What to work on:
a) Which foods does the FDA sodium article say would get reduced salts under the new guidelines?
b) Write the next part of the FDA sodium article, picking up after its final sentence.

Supplied text:

By Jonny Lupsha, Wondrium Staff Writer
Salty foods may soon be less salty as the FDA has advised lower sodium levels overall. Reduced amounts of the common mineral can lead to lower rates of cardiovascular disease and other chronic diseases. Sodium and potassium are high-profile electrolytes.

The Food and Drug Administration (FDA) announced new guidelines for the food industry that encourage lower levels of sodium. Specifically, this would mean reduced salts in condiments, cereals, French fries, and potato chips. The majority of the sodium problem, the agency said, is due to packaged and restaurant foods as opposed to the average table salt used to season meals at home.
It also recommended a gradual lowering of sodium levels across the board to prevent people from searching for higher-sodium alternatives.
Why such concern about salt when health experts usually focus on starches and sugars? In her video series Nutrition Made Clear, Professor Roberta H. Anding, Director of Sports Nutrition at Baylor College of Medicine and Texas Children’s Hospital, explained that sodium and potassium are counterbalancing electrolytes that play major roles in our diets.

Region pointing data:

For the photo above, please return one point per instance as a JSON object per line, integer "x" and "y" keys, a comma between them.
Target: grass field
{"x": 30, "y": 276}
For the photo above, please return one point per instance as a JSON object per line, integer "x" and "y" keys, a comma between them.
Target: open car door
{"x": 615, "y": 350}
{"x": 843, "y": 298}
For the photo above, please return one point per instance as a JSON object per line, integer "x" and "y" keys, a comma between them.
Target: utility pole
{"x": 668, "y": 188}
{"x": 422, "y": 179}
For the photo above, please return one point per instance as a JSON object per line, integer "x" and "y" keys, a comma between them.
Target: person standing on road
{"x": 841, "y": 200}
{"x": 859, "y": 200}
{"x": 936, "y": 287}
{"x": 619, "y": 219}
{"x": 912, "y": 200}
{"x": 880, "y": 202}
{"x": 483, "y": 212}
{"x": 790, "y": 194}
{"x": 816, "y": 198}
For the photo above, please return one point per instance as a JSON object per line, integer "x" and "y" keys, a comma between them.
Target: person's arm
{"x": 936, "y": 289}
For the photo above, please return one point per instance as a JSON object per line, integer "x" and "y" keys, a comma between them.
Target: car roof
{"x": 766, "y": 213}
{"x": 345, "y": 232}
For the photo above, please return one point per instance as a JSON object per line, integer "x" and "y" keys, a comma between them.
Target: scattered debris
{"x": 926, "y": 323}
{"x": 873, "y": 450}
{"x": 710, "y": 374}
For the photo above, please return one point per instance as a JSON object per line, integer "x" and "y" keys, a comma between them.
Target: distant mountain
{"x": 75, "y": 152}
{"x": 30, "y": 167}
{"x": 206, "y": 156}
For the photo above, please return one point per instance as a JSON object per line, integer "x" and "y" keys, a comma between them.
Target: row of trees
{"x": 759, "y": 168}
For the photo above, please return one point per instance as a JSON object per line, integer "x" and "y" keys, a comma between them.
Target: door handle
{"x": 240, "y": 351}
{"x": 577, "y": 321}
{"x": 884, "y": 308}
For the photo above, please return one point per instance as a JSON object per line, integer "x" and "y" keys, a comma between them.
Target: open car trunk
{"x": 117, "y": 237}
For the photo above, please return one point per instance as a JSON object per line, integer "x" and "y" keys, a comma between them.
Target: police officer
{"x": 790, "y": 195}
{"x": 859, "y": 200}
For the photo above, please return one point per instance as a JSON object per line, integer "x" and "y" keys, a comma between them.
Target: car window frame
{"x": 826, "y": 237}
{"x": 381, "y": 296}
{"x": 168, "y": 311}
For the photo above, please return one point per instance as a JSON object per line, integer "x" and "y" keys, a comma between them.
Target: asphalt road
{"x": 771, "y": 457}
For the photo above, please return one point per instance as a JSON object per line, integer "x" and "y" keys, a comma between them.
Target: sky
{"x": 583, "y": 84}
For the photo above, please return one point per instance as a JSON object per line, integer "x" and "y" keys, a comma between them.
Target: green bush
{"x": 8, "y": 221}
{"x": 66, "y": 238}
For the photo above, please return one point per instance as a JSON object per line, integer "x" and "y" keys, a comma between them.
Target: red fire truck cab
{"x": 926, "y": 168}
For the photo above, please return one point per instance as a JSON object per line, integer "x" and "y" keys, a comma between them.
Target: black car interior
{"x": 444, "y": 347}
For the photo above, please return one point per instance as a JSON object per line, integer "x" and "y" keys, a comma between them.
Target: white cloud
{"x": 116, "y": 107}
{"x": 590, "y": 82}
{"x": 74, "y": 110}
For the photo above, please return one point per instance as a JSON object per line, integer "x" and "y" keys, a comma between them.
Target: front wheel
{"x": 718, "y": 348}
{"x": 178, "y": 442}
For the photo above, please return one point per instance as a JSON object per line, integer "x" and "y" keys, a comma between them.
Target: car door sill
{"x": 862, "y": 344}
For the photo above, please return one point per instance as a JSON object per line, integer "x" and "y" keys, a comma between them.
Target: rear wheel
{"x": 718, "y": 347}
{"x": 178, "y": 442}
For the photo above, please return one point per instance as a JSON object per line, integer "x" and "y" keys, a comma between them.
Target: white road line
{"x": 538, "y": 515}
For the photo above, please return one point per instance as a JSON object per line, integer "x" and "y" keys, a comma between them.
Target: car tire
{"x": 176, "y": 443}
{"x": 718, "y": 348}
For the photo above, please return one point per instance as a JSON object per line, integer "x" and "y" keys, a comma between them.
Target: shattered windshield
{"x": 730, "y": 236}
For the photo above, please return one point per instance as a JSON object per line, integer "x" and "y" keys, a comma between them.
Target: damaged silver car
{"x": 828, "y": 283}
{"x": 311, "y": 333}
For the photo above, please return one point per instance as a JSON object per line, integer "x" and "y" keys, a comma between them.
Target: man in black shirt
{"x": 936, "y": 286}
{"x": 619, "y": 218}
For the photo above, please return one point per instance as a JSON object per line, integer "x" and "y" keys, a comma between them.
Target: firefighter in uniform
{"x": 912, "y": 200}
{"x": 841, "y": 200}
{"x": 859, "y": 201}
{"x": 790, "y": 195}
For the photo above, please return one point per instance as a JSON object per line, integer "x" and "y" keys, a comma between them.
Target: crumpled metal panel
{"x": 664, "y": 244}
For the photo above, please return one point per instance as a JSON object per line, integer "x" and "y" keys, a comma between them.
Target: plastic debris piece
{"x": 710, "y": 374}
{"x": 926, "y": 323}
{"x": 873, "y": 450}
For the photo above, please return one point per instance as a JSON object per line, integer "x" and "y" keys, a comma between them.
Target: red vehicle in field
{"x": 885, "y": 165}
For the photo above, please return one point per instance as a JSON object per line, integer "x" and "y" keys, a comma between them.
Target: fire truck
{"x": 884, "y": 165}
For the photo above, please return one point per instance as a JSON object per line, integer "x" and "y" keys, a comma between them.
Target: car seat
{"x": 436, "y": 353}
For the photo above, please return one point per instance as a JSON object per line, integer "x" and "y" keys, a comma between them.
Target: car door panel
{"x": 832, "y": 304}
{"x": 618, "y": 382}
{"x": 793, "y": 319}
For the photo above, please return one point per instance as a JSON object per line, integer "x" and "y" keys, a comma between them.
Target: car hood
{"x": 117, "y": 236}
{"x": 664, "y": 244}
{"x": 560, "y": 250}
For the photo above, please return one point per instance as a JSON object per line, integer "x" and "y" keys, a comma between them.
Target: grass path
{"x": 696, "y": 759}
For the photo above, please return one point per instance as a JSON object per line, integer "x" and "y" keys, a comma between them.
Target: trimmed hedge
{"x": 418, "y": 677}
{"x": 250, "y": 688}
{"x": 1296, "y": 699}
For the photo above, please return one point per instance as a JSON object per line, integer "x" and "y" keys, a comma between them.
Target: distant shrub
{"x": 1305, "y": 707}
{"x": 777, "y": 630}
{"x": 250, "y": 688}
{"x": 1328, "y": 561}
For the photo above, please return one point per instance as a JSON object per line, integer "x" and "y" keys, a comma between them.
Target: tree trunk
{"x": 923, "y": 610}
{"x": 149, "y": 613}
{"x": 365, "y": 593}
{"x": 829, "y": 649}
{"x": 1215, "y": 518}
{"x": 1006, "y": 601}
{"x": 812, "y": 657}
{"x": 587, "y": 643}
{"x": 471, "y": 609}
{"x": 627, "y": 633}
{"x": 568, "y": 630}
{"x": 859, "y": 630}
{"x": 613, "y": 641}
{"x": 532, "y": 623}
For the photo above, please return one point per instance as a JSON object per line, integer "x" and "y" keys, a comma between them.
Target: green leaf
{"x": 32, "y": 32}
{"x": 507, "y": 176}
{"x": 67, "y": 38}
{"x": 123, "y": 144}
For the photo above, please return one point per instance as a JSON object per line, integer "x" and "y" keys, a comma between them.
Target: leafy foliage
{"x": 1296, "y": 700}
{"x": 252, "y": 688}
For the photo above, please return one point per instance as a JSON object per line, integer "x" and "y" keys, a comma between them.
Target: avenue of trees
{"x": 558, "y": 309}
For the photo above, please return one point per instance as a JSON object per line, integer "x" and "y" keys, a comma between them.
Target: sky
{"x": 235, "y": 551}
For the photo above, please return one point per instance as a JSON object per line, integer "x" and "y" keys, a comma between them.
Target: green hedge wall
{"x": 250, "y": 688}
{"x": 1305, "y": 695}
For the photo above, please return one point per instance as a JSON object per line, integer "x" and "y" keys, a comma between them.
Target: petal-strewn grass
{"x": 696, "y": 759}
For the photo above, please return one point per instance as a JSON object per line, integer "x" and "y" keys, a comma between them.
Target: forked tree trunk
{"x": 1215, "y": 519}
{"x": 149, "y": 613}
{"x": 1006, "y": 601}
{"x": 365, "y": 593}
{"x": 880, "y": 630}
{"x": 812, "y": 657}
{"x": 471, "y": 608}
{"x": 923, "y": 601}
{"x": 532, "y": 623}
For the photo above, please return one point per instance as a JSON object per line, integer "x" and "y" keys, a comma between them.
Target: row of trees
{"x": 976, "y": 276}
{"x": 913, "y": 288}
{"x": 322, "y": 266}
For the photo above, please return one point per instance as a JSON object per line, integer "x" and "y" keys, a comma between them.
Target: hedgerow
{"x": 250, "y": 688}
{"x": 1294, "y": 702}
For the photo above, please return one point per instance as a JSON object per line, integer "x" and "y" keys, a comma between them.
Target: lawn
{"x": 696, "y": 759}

Results for the exercise:
a)
- Condiments
- Cereals
- French fries
- Potato chips

b)
The Skinny on Sodium and Potassium
“[Sodium and potassium] play a very important role in regulating fluid exchange within body compartments,” Professor Anding said. “As such, blood levels of these electrolytes are rarely affected only by dietary means, and that should make sense. If they are so integral to function, your body has to have a lot of different defense mechanisms to keep the blood values of sodium and potassium within narrow range.”
Sodium and potassium affect our blood pressure, which is a huge factor in our health. Again, they counterbalance each other: Sodium can raise our blood pressure, while an intake of potassium lowers it by blunting sodium’s effects. Potassium also reduces the risk of developing kidney stones and bone loss with age.
If sodium and potassium are antagonists within our body, what are their primary functions? According to Professor Anding, we need them to regulate blood and other bodily fluids, to help nerves to talk to one another, to stimulate muscle activity, to encourage proper gland function and heart activity, and more.
Where We Get Our Sodium
When the FDA recommended lowering sodium levels in already prepared foods as opposed to simply using less table salt at home, it did so with good reason.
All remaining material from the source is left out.